STATED EXERCISE: Copy the items starting at the line that contains "If any child's" and ending with the last item, swapping "appears anywhere in it" for "shows up anywhere in it" and leaving everything else unchanged.

EXTRACTED MATERIAL:
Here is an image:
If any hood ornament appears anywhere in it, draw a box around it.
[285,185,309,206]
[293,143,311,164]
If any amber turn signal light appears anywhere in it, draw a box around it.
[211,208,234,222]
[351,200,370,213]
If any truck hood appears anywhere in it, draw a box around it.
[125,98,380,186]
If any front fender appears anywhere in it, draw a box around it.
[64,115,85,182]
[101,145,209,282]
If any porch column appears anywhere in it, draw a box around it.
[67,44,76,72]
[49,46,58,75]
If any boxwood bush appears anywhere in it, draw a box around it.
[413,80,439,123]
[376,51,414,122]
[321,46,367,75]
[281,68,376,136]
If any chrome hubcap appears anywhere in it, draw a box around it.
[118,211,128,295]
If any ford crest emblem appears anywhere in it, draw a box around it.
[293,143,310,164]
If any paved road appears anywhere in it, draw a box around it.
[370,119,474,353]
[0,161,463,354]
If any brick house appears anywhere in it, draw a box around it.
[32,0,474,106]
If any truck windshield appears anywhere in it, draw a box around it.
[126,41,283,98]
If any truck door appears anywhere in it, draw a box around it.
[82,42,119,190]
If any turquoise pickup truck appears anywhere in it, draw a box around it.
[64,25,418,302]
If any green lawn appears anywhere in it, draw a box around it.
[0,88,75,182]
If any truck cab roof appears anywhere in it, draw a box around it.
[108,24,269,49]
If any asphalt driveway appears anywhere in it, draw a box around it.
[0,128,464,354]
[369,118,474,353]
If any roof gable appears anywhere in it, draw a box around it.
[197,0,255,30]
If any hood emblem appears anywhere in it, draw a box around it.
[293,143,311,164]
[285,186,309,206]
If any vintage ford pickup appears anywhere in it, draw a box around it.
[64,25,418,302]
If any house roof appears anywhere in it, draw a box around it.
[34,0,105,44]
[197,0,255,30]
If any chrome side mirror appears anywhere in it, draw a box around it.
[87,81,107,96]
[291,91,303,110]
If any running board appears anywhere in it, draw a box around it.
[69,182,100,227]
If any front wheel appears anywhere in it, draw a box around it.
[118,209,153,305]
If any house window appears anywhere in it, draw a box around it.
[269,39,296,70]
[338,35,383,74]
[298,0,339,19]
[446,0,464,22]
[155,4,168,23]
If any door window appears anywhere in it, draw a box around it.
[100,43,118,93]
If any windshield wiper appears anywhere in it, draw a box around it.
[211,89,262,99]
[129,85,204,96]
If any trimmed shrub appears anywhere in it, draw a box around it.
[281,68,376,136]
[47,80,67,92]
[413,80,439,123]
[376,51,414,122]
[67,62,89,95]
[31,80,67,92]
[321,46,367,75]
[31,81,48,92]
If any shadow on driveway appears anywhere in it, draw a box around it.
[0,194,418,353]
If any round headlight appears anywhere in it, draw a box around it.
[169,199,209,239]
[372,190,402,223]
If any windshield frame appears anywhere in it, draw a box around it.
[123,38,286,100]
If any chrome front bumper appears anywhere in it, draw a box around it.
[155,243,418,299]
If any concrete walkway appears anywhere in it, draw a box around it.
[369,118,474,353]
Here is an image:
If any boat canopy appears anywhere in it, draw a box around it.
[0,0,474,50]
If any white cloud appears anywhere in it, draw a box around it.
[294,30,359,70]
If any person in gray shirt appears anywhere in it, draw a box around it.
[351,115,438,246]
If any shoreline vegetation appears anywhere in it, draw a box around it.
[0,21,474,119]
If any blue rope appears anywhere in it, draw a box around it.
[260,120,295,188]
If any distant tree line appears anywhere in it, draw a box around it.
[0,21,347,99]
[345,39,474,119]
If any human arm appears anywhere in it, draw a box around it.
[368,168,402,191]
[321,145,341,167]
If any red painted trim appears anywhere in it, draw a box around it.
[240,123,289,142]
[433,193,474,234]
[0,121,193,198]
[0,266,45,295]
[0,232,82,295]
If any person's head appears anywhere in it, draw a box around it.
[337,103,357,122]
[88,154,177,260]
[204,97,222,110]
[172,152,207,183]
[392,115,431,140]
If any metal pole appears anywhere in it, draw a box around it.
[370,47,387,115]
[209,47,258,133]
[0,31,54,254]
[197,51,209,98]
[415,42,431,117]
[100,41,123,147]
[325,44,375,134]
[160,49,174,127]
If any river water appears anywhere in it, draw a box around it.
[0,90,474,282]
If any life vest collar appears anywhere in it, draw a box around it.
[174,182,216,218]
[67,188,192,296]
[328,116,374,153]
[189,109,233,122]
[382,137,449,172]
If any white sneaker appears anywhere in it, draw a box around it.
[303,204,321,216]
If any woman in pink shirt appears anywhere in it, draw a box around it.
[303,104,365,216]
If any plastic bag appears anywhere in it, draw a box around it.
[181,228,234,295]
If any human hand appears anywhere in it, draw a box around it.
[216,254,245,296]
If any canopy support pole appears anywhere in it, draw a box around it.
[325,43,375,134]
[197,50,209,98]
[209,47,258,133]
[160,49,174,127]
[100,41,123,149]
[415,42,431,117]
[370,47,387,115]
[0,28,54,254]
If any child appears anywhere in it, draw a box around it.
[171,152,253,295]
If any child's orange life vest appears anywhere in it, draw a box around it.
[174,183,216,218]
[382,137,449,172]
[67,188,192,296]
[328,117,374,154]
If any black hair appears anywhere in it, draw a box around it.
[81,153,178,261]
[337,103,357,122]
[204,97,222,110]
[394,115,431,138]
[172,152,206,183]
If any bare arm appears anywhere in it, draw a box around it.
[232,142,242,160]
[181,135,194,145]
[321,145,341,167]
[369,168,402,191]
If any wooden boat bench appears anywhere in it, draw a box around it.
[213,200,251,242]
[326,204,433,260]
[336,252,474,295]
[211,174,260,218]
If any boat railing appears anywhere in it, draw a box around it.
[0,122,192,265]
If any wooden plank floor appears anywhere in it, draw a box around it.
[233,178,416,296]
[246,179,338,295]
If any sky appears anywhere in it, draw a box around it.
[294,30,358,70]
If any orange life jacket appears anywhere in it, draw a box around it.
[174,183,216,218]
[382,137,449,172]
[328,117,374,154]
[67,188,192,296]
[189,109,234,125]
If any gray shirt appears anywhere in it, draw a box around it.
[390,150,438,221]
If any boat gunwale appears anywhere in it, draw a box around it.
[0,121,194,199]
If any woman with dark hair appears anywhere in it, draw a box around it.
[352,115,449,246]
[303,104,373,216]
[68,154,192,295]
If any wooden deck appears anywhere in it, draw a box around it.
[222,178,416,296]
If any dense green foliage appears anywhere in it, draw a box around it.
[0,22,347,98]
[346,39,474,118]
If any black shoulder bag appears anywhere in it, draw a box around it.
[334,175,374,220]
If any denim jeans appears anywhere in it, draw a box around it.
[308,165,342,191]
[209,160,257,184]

RESPONSE TO THE TASK:
If any child's orange life vest shows up anywhere in it, draw a box around it.
[174,183,216,218]
[382,137,449,172]
[67,188,192,296]
[328,117,374,154]
If any black hair shows up anywhere in it, draw a box around it.
[81,153,178,261]
[337,103,357,122]
[204,97,222,110]
[394,115,431,138]
[172,152,206,183]
If any bare arm shows up anywhere in it, draw a box around it.
[232,142,242,160]
[181,135,194,145]
[321,145,341,167]
[369,168,402,191]
If any wooden boat bench shows up anywhere in it, draw a box around it.
[213,200,251,242]
[326,204,433,260]
[336,252,474,295]
[211,174,260,218]
If any boat railing shows up anywhere in it, draw a box around it.
[0,122,192,265]
If any wooden plank floor shows up anywhere in it, draw a box around it.
[233,178,416,296]
[246,179,338,295]
If any sky shows up anywhere in it, draw a box around it.
[294,30,358,70]
If any orange life jacket shows up anywhere in it, draw a box around it.
[174,183,216,218]
[382,137,449,172]
[328,117,374,154]
[67,188,192,296]
[189,109,234,125]
If any gray shirt shows up anywhere in it, draw a box around it.
[390,150,438,221]
If any boat gunwale shows up anywhere in it, draw a box around it.
[0,121,194,199]
If any woman with dark hair shows up anywhere in it, draw a box around it.
[352,115,449,246]
[303,104,373,216]
[68,154,192,295]
If any wooden deck shows up anywhere in it, draw a box around it.
[222,178,416,296]
If any dense green foliage shows up anywhere in it, draw a box around it.
[0,22,347,98]
[346,39,474,118]
If any black shoulder bag shows up anywhere in it, draw a box around it.
[334,175,374,220]
If any denim jeans shows up anywhere in it, draw a box around it.
[308,165,342,191]
[209,160,257,184]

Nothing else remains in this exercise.